### TEXTABSCHNITT
......

15:1    Von Reinheit und Unreinheit: 15,1-20

Da kamen von Jerusalem Pharisaeer und Schriftgelehrte zu Jesus und
sagten:
[(1-20) Mk 7,1-23
1f: Ueber die Reinheitsvorschriften der Pharisaeer und Schriftgelehrten
vgl. Mk 7,1-4 und die dortige Anmerkung.]

15:2    Warum missachten deine Juenger die Ueberlieferung der Alten? Denn sie
waschen sich nicht die Haende vor dem Essen.
[Lk 11,38; Kol 2,21f]

15:3    Er entgegnete ihnen: Warum missachtet denn ihr Gottes Gebot um eurer
Ueberlieferung willen?

15:4    Gott hat gesagt: Ehre Vater und Mutter!, und: Wer Vater oder Mutter
verflucht, soll mit dem Tod bestraft werden.
[Ex 20,12; 21,17; Dtn 5,16; Lev 20,9]

15:5    Ihr aber lehrt: Wer zu Vater oder Mutter sagt: Was ich dir schulde,
erklaere ich zur Opfergabe!,
[5f: Ueber das Korban-Geluebde vgl. die Anmerkung zu Mk 7, 9-13.]

15:6    der braucht seinen Vater oder seine Mutter nicht mehr zu ehren.
Damit habt ihr Gottes Wort um eurer Ueberlieferung willen ausser Kraft
gesetzt.
[Gottes Wort, nach anderen Textzeugen: Gottes Gesetz.]

15:7    Ihr Heuchler! Der Prophet Jesaja hatte recht, als er ueber euch
sagte:

15:8    Dieses Volk ehrt mich mit den Lippen, sein Herz aber ist weit weg
von mir.
[Jes 29,13 G]

15:9    Es ist sinnlos, wie sie mich verehren; was sie lehren, sind
Satzungen von Menschen.

......

### PFLICHTAUFGABE 1
Zitiere bitte die Einträge ab ihrer ersten Zeile bis einschließlich der Zeile, die „pixel 267 236“ enthält. Die Bilder lässt du dabei weg.

......

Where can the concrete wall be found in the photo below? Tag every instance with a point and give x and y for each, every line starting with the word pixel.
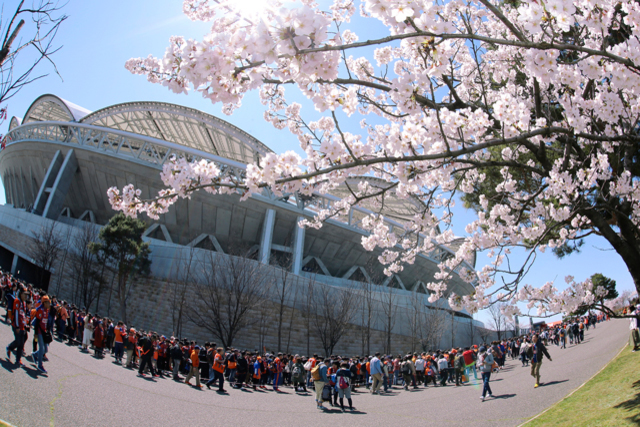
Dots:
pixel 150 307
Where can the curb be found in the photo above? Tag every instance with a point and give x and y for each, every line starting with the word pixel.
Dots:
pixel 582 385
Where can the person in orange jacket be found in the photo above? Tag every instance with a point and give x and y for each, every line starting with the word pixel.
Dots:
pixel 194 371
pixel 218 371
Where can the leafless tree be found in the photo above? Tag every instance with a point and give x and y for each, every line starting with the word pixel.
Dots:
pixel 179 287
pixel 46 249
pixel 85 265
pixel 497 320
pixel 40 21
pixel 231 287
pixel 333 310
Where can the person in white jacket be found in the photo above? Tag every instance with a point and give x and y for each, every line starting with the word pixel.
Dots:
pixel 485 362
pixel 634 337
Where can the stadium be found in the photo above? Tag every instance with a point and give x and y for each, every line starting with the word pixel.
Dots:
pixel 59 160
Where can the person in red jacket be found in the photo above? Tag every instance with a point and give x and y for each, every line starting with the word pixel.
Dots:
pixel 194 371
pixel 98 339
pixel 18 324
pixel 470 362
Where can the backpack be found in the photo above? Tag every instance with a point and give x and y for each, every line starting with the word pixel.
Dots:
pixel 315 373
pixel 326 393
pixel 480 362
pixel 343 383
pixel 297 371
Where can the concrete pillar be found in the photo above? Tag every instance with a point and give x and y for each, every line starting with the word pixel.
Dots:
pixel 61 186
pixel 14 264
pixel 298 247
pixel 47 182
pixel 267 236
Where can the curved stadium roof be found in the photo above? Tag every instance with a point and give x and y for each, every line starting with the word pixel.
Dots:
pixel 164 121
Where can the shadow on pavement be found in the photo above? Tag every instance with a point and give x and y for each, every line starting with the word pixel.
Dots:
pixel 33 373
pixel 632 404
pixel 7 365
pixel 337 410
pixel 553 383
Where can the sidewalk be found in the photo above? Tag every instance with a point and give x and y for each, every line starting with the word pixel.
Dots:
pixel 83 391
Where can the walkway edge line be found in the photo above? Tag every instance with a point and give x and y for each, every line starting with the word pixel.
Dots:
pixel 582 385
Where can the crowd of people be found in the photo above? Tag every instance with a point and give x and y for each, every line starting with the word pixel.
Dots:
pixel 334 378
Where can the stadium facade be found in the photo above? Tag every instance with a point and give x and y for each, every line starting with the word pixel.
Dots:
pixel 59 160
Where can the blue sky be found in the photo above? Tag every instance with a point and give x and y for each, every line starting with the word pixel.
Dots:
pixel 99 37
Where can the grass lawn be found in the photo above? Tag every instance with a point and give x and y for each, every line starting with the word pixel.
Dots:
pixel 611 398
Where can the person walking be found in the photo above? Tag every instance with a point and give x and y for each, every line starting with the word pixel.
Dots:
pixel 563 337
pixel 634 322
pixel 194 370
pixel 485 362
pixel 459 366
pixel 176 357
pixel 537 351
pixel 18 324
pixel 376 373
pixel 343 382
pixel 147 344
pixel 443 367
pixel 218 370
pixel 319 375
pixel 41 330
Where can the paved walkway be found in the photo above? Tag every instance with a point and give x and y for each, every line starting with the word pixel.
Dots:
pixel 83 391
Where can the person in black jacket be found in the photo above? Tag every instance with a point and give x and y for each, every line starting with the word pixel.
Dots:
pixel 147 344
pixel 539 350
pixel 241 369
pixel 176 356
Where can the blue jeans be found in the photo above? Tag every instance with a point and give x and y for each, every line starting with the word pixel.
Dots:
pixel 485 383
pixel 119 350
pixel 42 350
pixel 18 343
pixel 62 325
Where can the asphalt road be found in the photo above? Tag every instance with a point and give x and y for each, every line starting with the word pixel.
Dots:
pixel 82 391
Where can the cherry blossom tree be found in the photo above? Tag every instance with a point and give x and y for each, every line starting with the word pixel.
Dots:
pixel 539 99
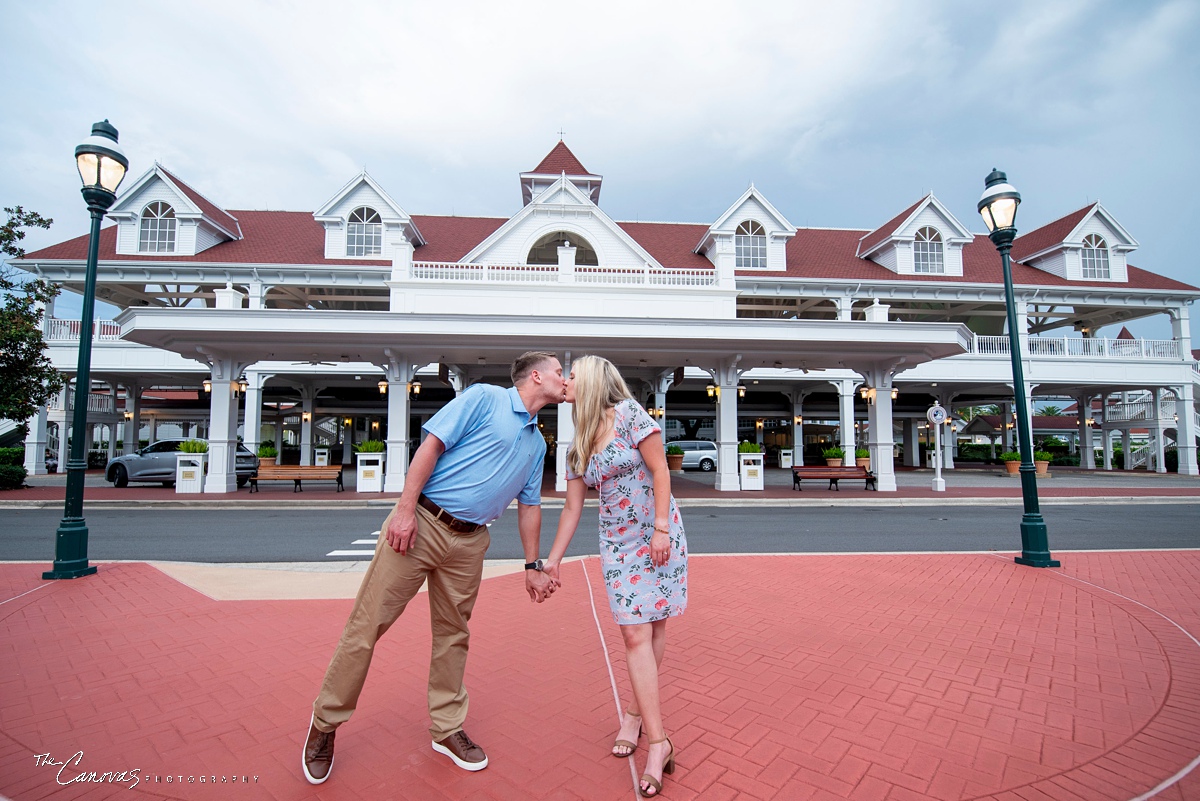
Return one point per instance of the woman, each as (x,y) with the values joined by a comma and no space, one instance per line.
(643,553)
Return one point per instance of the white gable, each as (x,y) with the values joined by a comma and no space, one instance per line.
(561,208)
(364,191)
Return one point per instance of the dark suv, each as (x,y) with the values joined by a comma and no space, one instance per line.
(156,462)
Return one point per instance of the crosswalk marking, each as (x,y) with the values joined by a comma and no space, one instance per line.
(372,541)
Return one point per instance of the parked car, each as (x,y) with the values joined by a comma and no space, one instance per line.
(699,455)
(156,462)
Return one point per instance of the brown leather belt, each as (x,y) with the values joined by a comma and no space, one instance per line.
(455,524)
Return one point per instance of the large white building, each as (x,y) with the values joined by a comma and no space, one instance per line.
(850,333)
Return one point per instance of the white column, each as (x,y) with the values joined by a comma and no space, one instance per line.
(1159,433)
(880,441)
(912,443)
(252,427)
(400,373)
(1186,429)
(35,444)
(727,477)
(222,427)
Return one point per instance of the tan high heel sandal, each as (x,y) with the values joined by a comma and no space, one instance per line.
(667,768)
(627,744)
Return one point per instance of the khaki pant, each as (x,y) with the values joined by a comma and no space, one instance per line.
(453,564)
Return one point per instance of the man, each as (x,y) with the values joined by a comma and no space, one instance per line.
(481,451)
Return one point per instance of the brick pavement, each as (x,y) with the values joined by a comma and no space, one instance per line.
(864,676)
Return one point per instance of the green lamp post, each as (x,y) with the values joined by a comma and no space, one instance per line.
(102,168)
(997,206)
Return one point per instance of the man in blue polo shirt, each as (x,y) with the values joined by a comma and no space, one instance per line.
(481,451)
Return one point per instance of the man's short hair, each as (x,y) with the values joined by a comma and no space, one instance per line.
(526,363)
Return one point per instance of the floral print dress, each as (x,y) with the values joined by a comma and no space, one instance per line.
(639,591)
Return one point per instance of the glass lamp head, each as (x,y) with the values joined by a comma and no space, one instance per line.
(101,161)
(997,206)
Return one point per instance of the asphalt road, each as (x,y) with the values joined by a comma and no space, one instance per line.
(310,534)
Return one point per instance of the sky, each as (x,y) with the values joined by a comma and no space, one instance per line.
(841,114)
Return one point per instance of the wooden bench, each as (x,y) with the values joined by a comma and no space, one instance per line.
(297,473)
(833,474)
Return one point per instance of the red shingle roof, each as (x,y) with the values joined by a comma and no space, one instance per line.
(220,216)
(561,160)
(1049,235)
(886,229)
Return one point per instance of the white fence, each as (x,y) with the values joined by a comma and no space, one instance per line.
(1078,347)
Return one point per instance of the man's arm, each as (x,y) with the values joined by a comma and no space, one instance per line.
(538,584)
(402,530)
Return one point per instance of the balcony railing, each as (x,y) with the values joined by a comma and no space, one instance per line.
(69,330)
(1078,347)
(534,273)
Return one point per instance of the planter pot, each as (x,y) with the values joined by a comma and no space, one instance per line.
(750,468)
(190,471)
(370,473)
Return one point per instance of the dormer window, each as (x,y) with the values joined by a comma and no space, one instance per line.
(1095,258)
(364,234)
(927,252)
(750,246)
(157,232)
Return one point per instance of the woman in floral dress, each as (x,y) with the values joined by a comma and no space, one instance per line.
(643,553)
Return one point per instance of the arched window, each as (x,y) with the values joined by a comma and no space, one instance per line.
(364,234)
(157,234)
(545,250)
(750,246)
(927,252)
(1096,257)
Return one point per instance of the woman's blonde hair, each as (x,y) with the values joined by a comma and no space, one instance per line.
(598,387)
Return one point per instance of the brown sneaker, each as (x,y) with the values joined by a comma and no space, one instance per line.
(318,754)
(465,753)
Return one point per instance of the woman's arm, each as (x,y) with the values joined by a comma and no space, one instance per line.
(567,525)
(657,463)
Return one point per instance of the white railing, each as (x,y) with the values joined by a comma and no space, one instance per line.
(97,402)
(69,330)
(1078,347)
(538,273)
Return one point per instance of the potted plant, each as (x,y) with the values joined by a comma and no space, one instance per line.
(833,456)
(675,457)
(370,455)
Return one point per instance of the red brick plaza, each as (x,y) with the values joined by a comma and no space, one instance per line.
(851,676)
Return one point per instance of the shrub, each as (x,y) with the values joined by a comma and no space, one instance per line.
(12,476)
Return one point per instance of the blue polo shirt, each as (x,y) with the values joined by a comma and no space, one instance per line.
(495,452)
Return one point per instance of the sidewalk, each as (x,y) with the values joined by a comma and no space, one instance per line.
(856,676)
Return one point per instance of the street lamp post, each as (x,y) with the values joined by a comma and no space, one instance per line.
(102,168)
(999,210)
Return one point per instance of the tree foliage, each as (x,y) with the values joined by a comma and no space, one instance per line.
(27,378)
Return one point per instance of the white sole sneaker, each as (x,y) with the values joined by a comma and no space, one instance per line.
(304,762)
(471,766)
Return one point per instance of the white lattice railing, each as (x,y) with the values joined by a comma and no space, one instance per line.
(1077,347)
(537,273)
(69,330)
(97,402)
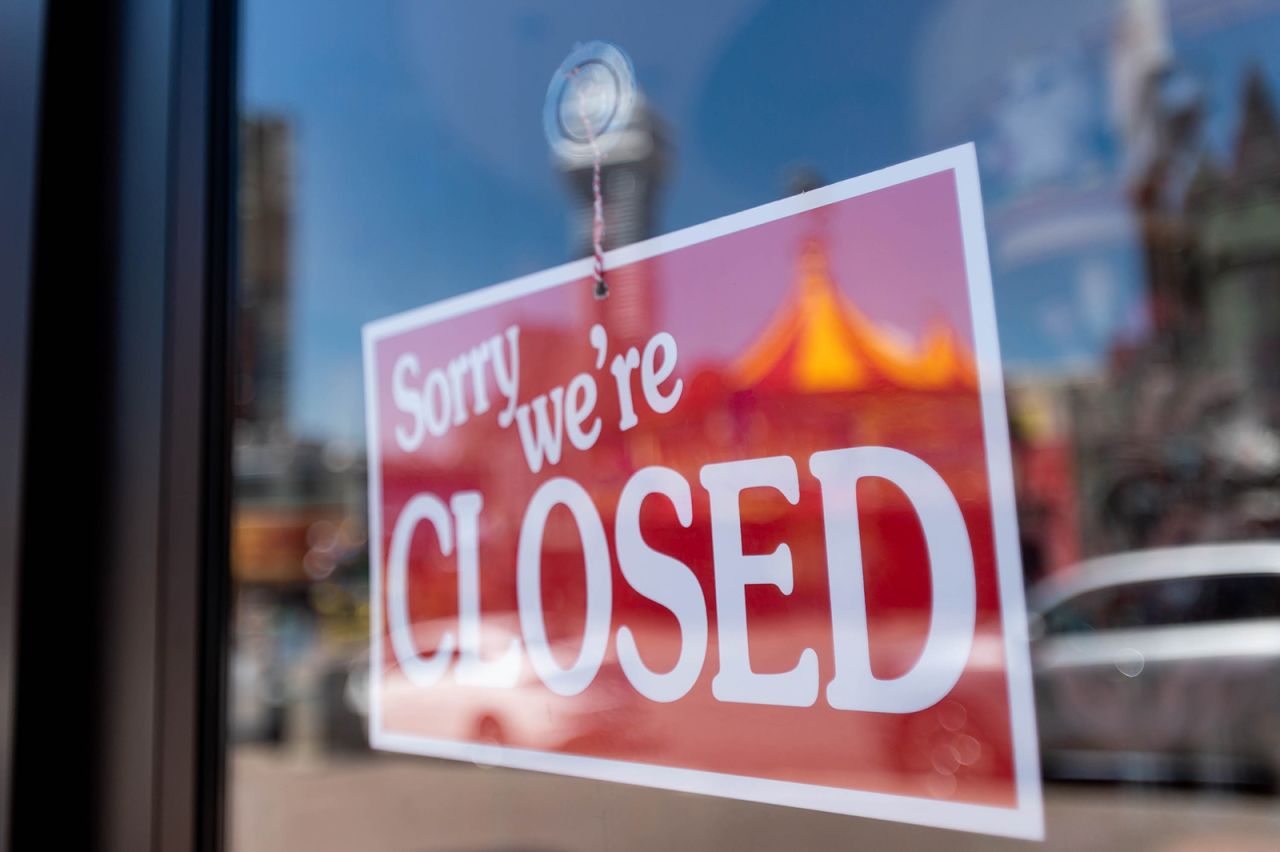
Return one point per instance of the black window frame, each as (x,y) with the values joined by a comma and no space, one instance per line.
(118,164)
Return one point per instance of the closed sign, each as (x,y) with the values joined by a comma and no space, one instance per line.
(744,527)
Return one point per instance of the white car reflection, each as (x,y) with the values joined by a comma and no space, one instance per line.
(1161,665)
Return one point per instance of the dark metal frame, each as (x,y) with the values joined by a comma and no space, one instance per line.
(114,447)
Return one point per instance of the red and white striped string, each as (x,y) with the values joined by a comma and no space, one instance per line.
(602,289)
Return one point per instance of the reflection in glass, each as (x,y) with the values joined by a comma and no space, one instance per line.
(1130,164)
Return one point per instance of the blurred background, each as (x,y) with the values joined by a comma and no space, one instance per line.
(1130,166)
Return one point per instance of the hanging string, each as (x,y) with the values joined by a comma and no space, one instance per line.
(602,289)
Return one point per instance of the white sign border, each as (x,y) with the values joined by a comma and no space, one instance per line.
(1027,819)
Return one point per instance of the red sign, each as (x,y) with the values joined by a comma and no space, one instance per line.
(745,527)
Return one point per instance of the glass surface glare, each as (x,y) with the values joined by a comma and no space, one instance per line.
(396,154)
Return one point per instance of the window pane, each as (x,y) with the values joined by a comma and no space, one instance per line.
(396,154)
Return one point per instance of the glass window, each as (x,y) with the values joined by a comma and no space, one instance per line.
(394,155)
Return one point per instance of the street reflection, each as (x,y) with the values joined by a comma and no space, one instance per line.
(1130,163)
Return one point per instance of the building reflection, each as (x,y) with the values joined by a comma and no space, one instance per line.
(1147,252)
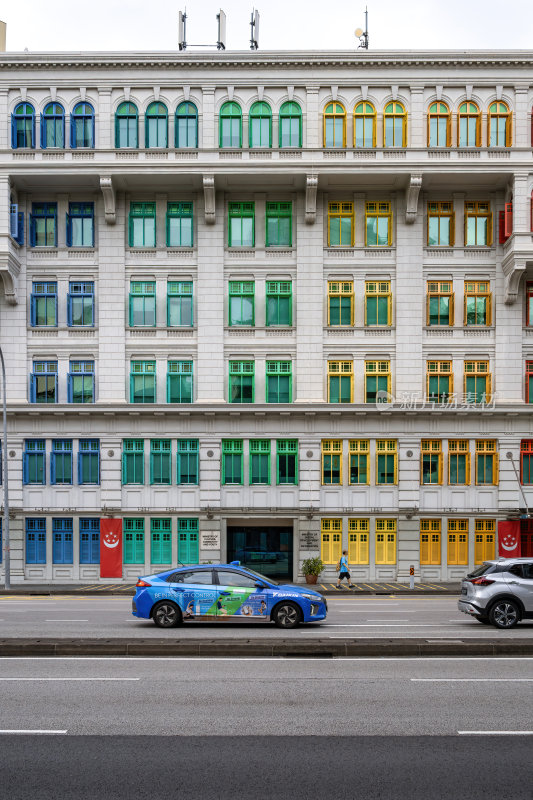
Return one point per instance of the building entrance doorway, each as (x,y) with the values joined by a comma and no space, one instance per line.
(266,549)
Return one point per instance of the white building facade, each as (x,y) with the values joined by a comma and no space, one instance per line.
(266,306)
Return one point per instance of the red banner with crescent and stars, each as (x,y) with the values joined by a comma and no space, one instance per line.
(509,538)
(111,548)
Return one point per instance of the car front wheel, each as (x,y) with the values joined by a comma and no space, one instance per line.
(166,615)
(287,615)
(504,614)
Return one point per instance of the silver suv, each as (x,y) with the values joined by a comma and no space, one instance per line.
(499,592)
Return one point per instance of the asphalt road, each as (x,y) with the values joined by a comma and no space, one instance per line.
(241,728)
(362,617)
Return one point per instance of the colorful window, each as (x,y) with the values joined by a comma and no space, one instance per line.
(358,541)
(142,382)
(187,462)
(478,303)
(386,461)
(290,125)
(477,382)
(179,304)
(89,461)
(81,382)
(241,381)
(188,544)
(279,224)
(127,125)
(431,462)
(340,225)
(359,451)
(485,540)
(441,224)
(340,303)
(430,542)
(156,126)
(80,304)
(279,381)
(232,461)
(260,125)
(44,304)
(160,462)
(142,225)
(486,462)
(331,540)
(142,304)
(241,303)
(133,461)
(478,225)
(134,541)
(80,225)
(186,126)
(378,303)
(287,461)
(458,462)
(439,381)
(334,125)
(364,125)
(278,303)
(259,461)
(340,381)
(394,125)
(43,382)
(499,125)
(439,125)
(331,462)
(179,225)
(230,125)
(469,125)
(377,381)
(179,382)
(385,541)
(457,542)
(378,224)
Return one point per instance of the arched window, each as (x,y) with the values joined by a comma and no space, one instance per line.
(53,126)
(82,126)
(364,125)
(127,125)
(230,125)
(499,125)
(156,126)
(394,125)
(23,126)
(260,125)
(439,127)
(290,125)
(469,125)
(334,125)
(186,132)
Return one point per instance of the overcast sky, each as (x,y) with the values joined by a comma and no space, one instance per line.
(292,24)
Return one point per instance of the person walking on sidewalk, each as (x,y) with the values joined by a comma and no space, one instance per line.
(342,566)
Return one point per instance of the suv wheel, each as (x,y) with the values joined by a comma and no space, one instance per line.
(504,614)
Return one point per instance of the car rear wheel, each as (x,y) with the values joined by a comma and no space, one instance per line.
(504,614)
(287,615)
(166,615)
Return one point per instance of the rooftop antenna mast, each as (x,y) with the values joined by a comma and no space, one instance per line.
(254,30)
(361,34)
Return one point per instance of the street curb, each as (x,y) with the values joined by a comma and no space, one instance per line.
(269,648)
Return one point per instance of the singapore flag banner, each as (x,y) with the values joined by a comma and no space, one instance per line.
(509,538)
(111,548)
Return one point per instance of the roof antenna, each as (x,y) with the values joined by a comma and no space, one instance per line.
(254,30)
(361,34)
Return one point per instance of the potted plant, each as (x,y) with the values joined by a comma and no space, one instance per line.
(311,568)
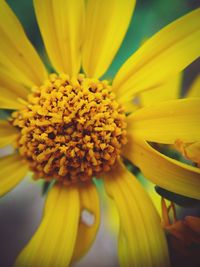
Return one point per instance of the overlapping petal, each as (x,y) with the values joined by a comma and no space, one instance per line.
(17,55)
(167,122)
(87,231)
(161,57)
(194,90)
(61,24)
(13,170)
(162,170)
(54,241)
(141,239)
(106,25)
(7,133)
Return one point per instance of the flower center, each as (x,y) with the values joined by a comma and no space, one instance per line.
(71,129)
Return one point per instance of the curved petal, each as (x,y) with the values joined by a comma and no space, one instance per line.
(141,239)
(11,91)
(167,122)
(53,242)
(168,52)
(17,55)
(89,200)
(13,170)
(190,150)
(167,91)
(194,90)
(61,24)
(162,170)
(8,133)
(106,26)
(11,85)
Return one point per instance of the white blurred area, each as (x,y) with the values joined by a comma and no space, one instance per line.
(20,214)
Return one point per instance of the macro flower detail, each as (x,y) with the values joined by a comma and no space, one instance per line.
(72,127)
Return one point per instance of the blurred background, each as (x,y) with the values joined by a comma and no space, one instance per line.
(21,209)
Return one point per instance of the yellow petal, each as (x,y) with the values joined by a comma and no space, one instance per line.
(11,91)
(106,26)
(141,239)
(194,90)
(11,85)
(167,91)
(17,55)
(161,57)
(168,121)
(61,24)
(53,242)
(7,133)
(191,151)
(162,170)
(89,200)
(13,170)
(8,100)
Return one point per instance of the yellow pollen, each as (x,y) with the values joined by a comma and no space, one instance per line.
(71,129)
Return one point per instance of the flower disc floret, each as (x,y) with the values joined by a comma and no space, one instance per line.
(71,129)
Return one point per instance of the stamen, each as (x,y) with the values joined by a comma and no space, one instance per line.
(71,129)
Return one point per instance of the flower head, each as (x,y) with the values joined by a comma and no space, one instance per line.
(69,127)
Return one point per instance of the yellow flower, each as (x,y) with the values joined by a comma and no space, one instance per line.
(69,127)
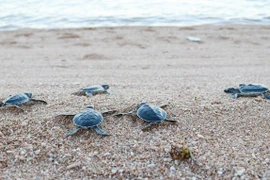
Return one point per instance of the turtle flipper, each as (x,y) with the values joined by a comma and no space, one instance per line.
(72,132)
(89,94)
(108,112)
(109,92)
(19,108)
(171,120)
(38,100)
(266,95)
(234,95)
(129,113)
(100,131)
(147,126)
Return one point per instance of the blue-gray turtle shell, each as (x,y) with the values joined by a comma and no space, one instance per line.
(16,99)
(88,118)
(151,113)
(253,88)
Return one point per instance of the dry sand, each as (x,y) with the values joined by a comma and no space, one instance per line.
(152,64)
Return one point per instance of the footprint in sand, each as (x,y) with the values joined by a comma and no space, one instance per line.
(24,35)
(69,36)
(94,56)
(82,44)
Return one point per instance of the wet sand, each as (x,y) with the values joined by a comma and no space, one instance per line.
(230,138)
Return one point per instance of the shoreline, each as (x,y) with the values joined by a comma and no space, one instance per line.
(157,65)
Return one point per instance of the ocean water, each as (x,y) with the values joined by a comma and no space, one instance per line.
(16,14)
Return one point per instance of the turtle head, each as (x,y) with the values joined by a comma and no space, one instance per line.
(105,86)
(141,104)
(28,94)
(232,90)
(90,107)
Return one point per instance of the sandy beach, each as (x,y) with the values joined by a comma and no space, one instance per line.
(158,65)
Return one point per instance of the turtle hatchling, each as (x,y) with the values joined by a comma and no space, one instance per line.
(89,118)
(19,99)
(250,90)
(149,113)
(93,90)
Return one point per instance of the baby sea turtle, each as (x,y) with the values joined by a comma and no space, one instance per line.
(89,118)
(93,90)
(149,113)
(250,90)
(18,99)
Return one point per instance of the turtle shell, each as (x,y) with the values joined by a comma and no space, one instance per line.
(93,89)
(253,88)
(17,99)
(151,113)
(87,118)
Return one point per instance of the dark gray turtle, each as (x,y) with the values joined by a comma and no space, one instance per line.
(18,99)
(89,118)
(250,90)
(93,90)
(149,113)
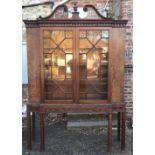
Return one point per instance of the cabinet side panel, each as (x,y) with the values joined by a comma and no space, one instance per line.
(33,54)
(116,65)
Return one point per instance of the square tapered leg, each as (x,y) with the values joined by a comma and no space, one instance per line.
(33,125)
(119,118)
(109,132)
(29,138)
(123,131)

......

### PFLICHTAUFGABE 2
Welche Abkürzungen biblischer Bücher kommen in den Verweisen in eckigen Klammern im Textabschnitt über Reinheit und Unreinheit vor? Nenne jede Abkürzung nur einmal.

### SCHRIFTLICHE ANTWORT 1
Where can the concrete wall be found in the photo below? Tag every instance with a point and give x and y for each, every line starting with the word pixel.
Dots:
pixel 150 307
Where can the curb be found in the photo above? Tag every instance with a point and give x and y for each, every line starting with the word pixel.
Dots:
pixel 582 385
Where can the person in orange jacket be found in the photo above? Tag every instance with a point and give x and y for each, every line starting with the word pixel.
Dots:
pixel 194 371
pixel 218 371
Where can the leafless tree be found in the photo above? Tag every instance with a point and give x and y for each, every line starting with the word pixel.
Dots:
pixel 179 287
pixel 46 249
pixel 85 265
pixel 497 320
pixel 40 21
pixel 231 287
pixel 333 310
Where can the person in white jacket be found in the photo above? Tag every instance with a point and give x and y for each, every line starting with the word pixel.
Dots:
pixel 485 362
pixel 634 337
Where can the stadium be found in the photo above? Tag every instance with a point and give x and y for each, every line starting with the word pixel.
Dots:
pixel 59 160
Where can the person in red jacket be found in the photo above? Tag every instance with a point and give x and y for each, every line starting with the word pixel.
Dots:
pixel 194 371
pixel 98 339
pixel 18 324
pixel 470 362
Where can the backpack be found in the photo above? Tag every instance with a point and give x and y for each, every line starting with the word pixel.
Dots:
pixel 315 373
pixel 326 393
pixel 480 362
pixel 343 383
pixel 297 371
Where can the concrete pillar be found in the photo above? Tag every instance with a point and give x and y for each, every line starting with the word pixel.
Dots:
pixel 61 186
pixel 14 264
pixel 298 247
pixel 47 182
pixel 267 236

### SCHRIFTLICHE ANTWORT 2
Mk, Lk, Kol, Ex, Dtn, Lev, Jes